80] JSE répond à André Comte-Sponville ...

Variations

Non, M. Comte-Sponville, le capitalisme n’est pas amoral

Jacques-Simon Eggly

Dans son édition du jeudi 30 octobre, ce journal a publié les propos très intéressants du philosophe André Comte-Sponville; propos recueillis par François Pilet. Le voici donc qui porte un regard à la fois lucide et biaisé par sa propre équation sur le capitalisme.

 

Il est lucide lorsqu’il évoque le comportement de ces financiers ivres de leur travail, que la passion anime et non pas la raison. Il est lucide lorsqu’il dit que c’est elle, entraînant cet emballement, qui a mené où nous sommes. Il est lucide lorsqu’il décèle dans ces dérapages des comportements une logique, donc des actions raisonneuses répondant à cette mauvaise logique tournée sur elle-même; mais qui échappe à la vraie Raison: elle qui sait prendre la mesure des choses dans une vision d’ensemble, tendue vers le souci des équilibres, de la transmission, de la durée.
========
Consigne 1 → Citez toutes les personnes que l'extrait nomme par leur prénom et leur nom.
Consigne 2 → Indiquez si chacune des affirmations suivantes concorde avec l'extrait : (a) les propos ont paru dans l'édition du jeudi 30 octobre ; (b) les propos ont été recueillis par Jacques-Simon Eggly ; (c) les financiers sont animés par la raison.
Consigne 3 → Dans l'extrait, remplacez « lucide » par « clairvoyant » dans la partie qui commence par les mots « Il est lucide lorsqu’il évoque » et se termine par « de la durée. », puis recopiez cette partie.
Appuyez-vous uniquement sur l'extrait pour répondre.

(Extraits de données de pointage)
========
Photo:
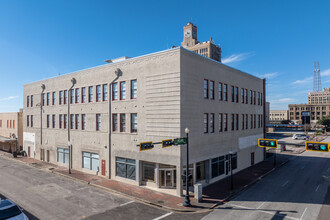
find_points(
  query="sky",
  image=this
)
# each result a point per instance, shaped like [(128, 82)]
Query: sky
[(274, 39)]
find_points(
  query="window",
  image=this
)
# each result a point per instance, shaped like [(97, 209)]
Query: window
[(134, 123), (65, 96), (218, 166), (105, 92), (48, 98), (122, 123), (114, 122), (77, 121), (225, 92), (206, 122), (83, 94), (48, 118), (220, 91), (212, 123), (232, 122), (83, 121), (115, 91), (125, 168), (98, 122), (206, 89), (77, 95), (133, 89), (98, 93), (220, 122), (232, 94), (148, 171), (90, 94), (91, 161), (54, 98), (60, 98), (225, 122), (53, 121), (71, 96), (122, 90), (63, 155), (72, 121), (211, 89), (60, 119)]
========
Résultat attendu 1 → André Comte-Sponville, Jacques-Simon Eggly, François Pilet

Résultat attendu 2 →
(a) Oui : « Dans son édition du jeudi 30 octobre, ce journal a publié les propos très intéressants du philosophe André Comte-Sponville ».
(b) Non : « propos recueillis par François Pilet ».
(c) Non : « que la passion anime et non pas la raison ».

Résultat attendu 3 →
Il est clairvoyant lorsqu’il évoque le comportement de ces financiers ivres de leur travail, que la passion anime et non pas la raison. Il est clairvoyant lorsqu’il dit que c’est elle, entraînant cet emballement, qui a mené où nous sommes. Il est clairvoyant lorsqu’il décèle dans ces dérapages des comportements une logique, donc des actions raisonneuses répondant à cette mauvaise logique tournée sur elle-même; mais qui échappe à la vraie Raison: elle qui sait prendre la mesure des choses dans une vision d’ensemble, tendue vers le souci des équilibres, de la transmission, de la durée.